**Your assignment**
Of all the lines in the records below, copy only those that contain the string "wall".

[Dataset excerpts]
-----

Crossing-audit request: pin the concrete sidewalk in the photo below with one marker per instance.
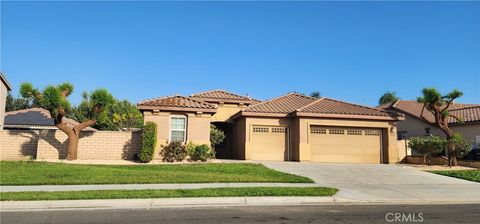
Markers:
(6, 206)
(375, 182)
(146, 186)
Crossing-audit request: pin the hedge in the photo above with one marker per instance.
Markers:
(149, 141)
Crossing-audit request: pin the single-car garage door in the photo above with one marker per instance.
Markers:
(269, 143)
(345, 144)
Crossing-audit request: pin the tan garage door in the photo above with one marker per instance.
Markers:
(269, 143)
(345, 145)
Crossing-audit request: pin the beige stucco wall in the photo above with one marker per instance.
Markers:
(471, 132)
(3, 98)
(303, 143)
(239, 140)
(198, 127)
(416, 127)
(18, 145)
(52, 144)
(225, 111)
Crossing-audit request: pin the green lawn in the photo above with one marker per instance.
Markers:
(204, 192)
(42, 173)
(472, 175)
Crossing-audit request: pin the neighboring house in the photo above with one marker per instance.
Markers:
(414, 125)
(5, 87)
(36, 119)
(293, 127)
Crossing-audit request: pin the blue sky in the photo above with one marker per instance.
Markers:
(352, 51)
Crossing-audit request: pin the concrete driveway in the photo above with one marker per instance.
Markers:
(384, 183)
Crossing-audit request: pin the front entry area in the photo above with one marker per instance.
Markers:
(345, 144)
(270, 143)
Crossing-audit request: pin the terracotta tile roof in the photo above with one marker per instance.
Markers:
(467, 114)
(35, 118)
(414, 108)
(176, 103)
(336, 107)
(5, 82)
(222, 96)
(281, 105)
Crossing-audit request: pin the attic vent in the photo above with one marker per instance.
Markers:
(260, 130)
(322, 131)
(354, 132)
(372, 132)
(278, 130)
(336, 131)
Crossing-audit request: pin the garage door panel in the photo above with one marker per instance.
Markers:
(269, 143)
(345, 144)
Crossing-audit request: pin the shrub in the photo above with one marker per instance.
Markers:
(462, 146)
(190, 148)
(149, 141)
(217, 136)
(174, 151)
(203, 153)
(427, 145)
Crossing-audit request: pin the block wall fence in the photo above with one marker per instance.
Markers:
(52, 144)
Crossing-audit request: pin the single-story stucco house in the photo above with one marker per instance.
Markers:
(292, 127)
(414, 125)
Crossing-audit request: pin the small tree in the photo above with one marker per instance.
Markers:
(149, 142)
(462, 146)
(18, 103)
(388, 97)
(438, 106)
(117, 115)
(315, 94)
(55, 100)
(426, 146)
(217, 136)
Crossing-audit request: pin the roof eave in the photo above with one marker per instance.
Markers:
(258, 114)
(222, 100)
(176, 109)
(349, 116)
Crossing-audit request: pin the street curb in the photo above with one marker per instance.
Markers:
(158, 203)
(11, 206)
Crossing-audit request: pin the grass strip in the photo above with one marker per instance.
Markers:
(170, 193)
(471, 175)
(43, 173)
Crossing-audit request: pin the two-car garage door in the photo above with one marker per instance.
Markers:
(345, 144)
(269, 143)
(327, 144)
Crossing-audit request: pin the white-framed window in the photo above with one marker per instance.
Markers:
(178, 128)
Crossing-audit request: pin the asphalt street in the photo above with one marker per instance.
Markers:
(469, 213)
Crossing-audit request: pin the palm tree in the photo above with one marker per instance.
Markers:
(388, 97)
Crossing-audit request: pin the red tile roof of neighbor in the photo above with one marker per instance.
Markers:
(176, 103)
(301, 105)
(469, 112)
(331, 106)
(222, 96)
(35, 118)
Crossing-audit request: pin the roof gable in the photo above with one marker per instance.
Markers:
(176, 103)
(222, 96)
(336, 107)
(414, 108)
(281, 105)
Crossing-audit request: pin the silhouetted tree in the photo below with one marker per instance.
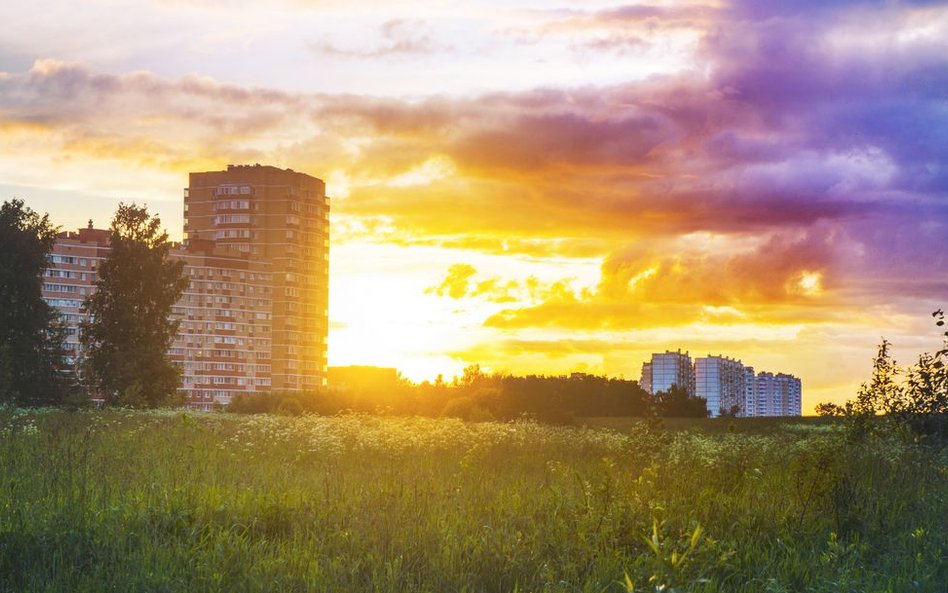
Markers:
(31, 336)
(127, 338)
(677, 403)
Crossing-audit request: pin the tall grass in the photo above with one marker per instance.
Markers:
(168, 501)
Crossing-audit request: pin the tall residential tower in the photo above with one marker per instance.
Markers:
(281, 217)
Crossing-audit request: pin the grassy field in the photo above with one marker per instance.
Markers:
(169, 501)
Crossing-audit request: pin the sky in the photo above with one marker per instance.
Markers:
(535, 187)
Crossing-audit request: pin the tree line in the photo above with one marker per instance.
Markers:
(125, 339)
(479, 396)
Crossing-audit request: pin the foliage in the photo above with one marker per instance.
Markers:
(474, 396)
(898, 399)
(677, 402)
(126, 342)
(118, 500)
(31, 337)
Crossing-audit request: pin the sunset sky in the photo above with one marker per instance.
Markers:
(538, 187)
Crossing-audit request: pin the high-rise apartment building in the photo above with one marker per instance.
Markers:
(280, 217)
(667, 369)
(777, 395)
(255, 315)
(646, 381)
(721, 382)
(727, 385)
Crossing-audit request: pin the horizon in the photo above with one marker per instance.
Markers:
(535, 189)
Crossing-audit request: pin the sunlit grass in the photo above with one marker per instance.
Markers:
(167, 501)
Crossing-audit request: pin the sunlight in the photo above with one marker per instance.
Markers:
(810, 283)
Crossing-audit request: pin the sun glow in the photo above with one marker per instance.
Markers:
(811, 283)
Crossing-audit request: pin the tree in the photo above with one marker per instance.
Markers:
(678, 403)
(127, 337)
(31, 336)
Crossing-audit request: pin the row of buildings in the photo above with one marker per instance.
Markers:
(729, 386)
(255, 315)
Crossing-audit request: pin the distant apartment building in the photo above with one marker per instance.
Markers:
(729, 386)
(646, 381)
(721, 381)
(777, 395)
(281, 217)
(667, 369)
(255, 315)
(70, 278)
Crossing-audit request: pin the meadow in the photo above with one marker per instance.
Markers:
(128, 501)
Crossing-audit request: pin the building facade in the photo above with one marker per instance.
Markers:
(668, 369)
(280, 216)
(778, 395)
(721, 381)
(255, 315)
(728, 386)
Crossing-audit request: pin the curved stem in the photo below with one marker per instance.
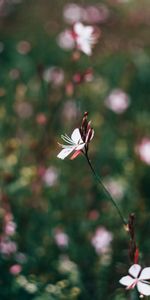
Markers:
(106, 192)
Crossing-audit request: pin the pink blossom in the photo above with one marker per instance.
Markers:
(101, 240)
(143, 150)
(15, 269)
(118, 101)
(61, 238)
(138, 278)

-----

**Solution**
Crossing-audit request: pin the beige stucco wall in the photo above with one marker per instance.
Crossing-audit request: pin the block wall fence in the photo above with one marker per instance.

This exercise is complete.